◆ PROBLEM SET
**A)** In the biography of Dennis Gabor, what year did he invent holography?
**B)** List every city named in the biography of Dennis Gabor.
**C)** From the biography of Dennis Gabor, output the passage starting at "As a Jew, Gabor" and ending at "became commercially available.".

◆ SELECTED PASSAGE
######
Dennis Gabor (original Hungarian name: Gábor Dénes) CBE, FRS, (5 June 1900, Budapest – 9 February 1979, London) was a British-Hungarian[1] electrical engineer and inventor, most notable for inventing holography, for which he later received the 1971 Nobel Prize in Physics.

Biography

He was born as Gábor Dénes,[2] into a Jewish family in Budapest, Hungary.[3] He served with the Hungarian artillery in northern Italy during World War I.[3] He studied at the Technical University of Budapest from 1918, later in Germany, at the Charlottenburg Technical University in Berlin, now known as the Technical University of Berlin.[2] At the start of his career, he analyzed the properties of high voltage electric transmission lines by using cathode-beam oscillographs, which led to his interest in electron optics.[2] Studying the fundamental processes of the oscillograph, Gabor was led to other electron-beam devices such as electron microscopes and TV tubes. He eventually wrote his Ph.D. thesis concerning the cathode ray tube in 1927, and worked on plasma lamps.[2]

As a Jew, Gabor fled from Nazi Germany in 1933, and was invited to Britain to work at the development department of the British Thomson-Houston company in Rugby, Warwickshire. During his time in Rugby, he met Marjorie Butler, and they married in 1936. He became a British citizen in 1946,[4] and it was while working at British Thomson-Houston that he invented holography, in 1947.[5]

He experimented with a heavily filtered mercury arc light source. [2] However, the earliest hologram was only realized in 1964 following the 1960 invention of the laser, the first coherent light source. After this, holography became commercially available.
######
◆ MATERIAL PROVIDED
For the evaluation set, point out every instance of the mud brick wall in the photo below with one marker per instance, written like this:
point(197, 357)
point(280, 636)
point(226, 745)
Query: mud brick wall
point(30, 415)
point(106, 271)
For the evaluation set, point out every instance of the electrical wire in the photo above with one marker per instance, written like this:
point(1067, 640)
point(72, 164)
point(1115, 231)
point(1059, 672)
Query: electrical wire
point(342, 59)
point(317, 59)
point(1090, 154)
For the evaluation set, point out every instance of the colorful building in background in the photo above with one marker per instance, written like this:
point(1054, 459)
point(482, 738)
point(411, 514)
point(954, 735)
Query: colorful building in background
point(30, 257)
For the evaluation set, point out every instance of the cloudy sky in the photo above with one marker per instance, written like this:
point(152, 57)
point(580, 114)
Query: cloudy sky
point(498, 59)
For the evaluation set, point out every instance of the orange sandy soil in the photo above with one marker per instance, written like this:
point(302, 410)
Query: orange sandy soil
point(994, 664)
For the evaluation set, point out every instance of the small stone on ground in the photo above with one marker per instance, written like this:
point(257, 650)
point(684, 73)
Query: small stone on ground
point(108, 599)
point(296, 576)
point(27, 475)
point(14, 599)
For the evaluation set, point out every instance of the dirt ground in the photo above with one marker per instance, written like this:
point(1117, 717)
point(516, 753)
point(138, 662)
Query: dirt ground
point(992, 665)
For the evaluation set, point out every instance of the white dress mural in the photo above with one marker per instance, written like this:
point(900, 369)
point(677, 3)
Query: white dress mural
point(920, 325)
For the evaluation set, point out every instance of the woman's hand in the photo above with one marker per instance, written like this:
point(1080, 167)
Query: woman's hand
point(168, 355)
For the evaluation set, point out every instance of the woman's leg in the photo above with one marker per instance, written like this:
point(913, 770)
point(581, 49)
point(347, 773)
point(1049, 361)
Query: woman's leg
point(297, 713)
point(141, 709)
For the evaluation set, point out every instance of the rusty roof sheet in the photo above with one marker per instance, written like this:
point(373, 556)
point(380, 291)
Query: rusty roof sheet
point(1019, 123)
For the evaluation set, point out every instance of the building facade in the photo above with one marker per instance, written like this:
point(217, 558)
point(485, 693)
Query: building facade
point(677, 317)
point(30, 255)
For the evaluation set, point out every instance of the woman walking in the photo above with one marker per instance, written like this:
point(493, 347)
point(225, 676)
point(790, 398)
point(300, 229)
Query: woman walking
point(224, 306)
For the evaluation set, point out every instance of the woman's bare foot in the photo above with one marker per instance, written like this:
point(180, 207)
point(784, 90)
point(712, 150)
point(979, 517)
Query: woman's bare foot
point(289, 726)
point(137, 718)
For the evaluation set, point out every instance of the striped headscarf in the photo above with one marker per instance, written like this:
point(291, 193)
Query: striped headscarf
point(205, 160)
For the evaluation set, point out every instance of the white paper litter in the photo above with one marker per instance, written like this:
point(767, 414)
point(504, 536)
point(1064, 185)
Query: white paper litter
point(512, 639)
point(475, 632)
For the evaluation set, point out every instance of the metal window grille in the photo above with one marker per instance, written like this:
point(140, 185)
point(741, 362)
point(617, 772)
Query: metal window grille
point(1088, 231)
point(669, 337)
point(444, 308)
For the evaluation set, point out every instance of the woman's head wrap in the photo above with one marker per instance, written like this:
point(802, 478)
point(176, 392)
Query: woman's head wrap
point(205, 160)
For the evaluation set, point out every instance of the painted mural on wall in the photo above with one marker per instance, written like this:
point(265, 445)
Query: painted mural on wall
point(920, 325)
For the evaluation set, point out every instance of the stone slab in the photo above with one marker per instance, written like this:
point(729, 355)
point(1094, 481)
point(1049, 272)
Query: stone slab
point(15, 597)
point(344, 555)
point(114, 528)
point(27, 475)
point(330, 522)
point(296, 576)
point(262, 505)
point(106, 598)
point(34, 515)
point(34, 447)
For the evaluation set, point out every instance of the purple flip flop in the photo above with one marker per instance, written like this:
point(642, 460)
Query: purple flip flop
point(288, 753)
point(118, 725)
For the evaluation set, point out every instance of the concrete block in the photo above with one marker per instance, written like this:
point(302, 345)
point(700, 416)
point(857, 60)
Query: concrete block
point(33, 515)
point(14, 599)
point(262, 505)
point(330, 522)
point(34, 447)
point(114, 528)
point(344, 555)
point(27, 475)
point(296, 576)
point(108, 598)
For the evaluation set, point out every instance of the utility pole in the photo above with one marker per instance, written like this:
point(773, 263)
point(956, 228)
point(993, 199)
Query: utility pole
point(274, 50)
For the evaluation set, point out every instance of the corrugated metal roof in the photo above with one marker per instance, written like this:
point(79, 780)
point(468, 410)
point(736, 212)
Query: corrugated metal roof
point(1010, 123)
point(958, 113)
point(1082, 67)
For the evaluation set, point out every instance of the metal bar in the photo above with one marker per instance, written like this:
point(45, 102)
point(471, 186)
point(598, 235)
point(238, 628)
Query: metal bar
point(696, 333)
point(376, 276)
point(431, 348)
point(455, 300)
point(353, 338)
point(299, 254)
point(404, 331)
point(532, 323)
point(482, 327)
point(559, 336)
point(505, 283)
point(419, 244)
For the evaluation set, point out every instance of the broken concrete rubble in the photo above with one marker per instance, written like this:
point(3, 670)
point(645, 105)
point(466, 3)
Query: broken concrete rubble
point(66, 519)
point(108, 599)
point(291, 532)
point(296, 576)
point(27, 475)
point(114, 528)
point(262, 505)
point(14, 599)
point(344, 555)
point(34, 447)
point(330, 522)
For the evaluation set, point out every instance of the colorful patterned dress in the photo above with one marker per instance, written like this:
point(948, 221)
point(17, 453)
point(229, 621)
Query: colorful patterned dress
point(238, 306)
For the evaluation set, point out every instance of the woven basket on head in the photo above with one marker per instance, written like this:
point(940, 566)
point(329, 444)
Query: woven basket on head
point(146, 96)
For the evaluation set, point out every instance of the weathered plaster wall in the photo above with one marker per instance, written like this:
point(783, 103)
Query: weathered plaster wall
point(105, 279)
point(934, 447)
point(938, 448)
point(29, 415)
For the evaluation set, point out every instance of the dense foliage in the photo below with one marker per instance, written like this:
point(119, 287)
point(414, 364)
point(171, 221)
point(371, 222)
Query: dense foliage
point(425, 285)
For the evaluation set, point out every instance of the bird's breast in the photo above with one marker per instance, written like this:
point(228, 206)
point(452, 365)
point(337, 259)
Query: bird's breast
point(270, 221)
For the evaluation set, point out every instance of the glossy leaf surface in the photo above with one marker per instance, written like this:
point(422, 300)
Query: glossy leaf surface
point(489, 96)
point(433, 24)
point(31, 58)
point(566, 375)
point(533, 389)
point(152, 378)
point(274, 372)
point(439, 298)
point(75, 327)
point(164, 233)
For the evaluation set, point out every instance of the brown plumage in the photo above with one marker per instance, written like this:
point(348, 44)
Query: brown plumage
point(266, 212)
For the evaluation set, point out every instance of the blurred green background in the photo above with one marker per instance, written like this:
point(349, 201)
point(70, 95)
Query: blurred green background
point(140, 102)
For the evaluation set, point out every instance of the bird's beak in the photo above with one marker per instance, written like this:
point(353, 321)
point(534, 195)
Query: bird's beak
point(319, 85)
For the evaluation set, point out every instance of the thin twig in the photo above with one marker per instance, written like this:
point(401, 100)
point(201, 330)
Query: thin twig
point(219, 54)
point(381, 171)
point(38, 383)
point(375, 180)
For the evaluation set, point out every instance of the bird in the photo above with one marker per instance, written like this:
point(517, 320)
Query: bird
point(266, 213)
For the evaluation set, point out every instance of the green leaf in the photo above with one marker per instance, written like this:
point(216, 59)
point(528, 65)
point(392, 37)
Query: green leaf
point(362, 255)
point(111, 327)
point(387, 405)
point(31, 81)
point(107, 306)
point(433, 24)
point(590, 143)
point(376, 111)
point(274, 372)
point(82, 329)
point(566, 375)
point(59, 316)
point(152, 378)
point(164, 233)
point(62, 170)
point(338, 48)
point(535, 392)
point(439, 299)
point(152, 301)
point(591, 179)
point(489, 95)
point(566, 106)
######
◆ EXPECTED RESULTS
**A)** 1947

**B)** Budapest, London, Berlin, Rugby

**C)**
As a Jew, Gabor fled from Nazi Germany in 1933, and was invited to Britain to work at the development department of the British Thomson-Houston company in Rugby, Warwickshire. During his time in Rugby, he met Marjorie Butler, and they married in 1936. He became a British citizen in 1946,[4] and it was while working at British Thomson-Houston that he invented holography, in 1947.[5]

He experimented with a heavily filtered mercury arc light source. [2] However, the earliest hologram was only realized in 1964 following the 1960 invention of the laser, the first coherent light source. After this, holography became commercially available.